Task to complete
Copy out every line in the items below that contains the string "wall".

Records for this task
-- Start --

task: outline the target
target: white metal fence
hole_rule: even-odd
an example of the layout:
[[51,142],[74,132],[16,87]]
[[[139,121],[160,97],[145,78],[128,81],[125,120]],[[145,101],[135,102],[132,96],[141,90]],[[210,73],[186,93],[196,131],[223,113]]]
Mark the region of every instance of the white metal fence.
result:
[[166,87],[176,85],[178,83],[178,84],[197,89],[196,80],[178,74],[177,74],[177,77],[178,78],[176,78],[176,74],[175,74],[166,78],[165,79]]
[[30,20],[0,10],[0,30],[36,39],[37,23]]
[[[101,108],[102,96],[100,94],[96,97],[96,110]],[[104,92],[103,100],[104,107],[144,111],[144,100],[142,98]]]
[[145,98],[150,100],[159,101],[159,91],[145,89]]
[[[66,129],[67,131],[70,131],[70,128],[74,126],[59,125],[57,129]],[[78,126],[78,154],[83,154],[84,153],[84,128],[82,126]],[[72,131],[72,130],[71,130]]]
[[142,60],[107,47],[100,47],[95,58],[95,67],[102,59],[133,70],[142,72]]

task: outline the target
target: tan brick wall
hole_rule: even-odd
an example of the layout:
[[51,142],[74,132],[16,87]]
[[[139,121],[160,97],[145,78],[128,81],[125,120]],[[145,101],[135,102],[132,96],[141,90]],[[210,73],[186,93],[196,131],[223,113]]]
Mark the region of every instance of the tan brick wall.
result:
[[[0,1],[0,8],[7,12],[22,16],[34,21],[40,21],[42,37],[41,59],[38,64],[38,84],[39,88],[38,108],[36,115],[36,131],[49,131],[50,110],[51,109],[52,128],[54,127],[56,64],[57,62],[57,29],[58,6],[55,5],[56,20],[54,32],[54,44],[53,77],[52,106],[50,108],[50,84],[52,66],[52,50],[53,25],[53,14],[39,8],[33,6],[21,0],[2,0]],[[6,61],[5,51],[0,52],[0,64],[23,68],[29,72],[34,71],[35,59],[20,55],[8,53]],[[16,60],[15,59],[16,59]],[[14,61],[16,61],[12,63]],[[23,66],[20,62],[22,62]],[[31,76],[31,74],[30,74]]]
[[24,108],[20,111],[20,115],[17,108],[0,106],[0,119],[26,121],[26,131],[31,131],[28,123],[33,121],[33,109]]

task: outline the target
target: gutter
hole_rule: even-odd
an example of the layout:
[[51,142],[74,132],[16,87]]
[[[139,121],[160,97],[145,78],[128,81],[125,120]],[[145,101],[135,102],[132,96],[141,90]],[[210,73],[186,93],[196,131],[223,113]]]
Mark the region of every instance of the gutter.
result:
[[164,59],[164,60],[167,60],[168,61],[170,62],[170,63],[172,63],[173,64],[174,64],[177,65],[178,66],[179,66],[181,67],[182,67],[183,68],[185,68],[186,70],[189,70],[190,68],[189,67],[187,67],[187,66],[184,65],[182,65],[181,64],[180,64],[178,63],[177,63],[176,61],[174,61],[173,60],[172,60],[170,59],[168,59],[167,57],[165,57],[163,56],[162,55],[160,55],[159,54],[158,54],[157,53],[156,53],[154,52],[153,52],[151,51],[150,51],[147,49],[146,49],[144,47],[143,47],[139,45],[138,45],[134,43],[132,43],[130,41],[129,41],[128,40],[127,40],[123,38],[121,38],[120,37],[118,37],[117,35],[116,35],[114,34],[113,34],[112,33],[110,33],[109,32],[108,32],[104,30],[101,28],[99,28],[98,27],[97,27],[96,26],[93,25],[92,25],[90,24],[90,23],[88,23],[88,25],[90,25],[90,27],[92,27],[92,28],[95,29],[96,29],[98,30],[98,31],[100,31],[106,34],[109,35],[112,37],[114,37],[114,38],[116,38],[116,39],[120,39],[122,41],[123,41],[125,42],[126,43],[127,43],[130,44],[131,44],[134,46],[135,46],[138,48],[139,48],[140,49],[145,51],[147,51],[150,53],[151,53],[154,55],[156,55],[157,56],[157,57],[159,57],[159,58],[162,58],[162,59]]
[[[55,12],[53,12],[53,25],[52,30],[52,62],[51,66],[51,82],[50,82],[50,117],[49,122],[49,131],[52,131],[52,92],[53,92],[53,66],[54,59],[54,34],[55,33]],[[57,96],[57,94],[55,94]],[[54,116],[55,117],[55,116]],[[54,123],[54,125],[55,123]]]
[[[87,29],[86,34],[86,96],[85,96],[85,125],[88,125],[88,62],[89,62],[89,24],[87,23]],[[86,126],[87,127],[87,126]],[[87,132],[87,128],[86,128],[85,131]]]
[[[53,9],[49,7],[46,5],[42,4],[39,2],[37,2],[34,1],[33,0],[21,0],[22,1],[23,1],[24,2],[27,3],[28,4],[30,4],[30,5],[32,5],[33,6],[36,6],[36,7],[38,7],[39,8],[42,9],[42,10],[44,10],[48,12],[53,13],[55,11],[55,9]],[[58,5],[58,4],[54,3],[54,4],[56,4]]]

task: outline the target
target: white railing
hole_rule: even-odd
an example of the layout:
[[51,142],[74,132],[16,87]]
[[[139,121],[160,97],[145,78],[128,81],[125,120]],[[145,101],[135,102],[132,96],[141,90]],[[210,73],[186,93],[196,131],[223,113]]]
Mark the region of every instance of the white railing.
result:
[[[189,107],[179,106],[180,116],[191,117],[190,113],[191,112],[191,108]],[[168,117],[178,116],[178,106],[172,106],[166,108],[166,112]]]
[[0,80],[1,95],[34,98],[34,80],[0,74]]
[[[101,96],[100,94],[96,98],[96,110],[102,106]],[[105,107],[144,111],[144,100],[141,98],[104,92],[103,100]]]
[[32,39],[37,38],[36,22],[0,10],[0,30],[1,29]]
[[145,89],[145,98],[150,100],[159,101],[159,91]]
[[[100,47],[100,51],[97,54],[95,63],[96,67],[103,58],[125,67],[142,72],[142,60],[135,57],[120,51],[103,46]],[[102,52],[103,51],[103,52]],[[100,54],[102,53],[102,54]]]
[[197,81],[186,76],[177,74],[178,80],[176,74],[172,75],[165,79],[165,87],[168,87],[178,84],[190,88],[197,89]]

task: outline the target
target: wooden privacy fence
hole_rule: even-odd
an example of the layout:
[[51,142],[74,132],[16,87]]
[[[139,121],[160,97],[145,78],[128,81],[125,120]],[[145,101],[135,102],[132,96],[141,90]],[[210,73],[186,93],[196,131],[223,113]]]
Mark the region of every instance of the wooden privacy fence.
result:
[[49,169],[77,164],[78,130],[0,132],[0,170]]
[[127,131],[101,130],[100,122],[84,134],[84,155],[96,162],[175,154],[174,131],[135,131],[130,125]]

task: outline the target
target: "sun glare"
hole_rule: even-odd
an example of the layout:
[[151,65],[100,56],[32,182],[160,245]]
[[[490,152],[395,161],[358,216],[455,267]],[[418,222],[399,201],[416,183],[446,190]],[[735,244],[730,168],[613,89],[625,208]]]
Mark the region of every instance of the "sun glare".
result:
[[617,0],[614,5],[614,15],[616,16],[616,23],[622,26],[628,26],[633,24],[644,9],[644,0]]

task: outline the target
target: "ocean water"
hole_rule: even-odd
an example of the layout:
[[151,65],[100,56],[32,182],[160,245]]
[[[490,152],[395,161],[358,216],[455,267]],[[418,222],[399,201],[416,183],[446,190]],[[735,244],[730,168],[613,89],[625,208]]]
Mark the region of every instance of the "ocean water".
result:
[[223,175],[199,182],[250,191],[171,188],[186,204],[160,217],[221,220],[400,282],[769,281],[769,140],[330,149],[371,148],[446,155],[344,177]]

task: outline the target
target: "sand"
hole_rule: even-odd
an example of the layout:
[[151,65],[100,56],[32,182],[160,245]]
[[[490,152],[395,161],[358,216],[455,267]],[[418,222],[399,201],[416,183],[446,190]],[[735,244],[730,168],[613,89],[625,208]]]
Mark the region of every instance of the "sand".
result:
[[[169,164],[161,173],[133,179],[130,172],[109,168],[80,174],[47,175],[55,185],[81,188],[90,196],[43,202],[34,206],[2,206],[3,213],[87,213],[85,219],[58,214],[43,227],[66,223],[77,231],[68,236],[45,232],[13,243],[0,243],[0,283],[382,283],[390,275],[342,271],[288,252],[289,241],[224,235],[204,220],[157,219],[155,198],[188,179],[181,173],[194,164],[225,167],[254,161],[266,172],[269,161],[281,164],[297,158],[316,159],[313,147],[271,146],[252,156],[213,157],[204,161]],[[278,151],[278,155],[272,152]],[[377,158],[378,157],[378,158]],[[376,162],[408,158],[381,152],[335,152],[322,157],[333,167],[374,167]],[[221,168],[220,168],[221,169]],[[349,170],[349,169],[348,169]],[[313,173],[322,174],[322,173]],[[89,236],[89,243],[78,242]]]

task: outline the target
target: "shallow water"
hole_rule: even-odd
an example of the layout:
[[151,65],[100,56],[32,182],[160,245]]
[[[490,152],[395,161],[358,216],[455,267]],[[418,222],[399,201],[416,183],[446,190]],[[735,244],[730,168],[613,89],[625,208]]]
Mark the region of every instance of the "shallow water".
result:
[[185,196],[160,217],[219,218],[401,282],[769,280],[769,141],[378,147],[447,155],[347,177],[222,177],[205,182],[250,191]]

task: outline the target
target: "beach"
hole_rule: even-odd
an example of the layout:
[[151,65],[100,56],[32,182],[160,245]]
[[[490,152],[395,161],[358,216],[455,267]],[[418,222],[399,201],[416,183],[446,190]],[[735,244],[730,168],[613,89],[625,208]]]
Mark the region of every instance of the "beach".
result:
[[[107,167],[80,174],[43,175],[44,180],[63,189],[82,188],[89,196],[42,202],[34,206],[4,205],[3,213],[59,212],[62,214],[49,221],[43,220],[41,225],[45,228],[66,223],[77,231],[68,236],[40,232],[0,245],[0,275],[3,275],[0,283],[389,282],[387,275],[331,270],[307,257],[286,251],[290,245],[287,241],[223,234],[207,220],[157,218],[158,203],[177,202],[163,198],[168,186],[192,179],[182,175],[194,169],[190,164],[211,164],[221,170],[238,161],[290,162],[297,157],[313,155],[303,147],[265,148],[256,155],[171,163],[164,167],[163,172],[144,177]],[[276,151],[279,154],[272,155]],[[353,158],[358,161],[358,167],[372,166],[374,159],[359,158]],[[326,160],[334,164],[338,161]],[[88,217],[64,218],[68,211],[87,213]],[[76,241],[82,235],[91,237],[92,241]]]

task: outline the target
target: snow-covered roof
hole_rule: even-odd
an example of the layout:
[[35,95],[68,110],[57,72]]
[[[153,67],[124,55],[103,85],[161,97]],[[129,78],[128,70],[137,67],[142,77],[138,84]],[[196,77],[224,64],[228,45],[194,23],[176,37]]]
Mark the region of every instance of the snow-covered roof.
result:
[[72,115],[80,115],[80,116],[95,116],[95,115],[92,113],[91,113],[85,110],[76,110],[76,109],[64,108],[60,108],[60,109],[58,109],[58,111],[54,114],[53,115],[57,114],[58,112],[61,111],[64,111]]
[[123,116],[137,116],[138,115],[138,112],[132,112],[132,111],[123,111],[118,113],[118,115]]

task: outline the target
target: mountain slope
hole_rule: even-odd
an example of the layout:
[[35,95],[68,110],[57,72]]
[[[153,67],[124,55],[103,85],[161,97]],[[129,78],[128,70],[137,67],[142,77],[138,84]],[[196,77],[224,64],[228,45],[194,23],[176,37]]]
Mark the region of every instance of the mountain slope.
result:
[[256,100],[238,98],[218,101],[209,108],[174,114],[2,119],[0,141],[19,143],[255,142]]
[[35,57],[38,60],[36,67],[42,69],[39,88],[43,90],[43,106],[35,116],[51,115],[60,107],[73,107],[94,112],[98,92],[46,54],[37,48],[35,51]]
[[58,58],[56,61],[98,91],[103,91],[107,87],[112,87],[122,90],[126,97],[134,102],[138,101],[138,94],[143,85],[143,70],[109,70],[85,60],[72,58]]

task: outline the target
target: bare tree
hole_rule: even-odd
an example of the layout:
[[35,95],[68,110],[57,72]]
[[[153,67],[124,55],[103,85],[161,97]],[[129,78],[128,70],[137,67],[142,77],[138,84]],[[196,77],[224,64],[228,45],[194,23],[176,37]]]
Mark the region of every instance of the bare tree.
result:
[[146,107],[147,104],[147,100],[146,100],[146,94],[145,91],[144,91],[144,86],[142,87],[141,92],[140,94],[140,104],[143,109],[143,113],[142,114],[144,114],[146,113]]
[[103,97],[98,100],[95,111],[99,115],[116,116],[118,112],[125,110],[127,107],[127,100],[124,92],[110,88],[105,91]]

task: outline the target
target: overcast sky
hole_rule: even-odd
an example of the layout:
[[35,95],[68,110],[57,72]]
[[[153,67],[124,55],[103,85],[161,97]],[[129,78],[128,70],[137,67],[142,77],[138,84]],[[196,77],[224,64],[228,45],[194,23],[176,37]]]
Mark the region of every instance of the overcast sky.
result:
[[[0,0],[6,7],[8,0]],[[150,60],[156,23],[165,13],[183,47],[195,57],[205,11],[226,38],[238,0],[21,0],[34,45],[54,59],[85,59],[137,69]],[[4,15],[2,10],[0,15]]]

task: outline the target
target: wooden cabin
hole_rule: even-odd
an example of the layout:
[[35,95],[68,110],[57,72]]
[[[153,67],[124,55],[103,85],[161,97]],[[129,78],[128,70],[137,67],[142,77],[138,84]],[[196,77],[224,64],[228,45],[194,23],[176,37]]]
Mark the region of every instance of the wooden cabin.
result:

-- End --

Written answer
target: tan brick wall
Mark the region of every instance of the tan brick wall.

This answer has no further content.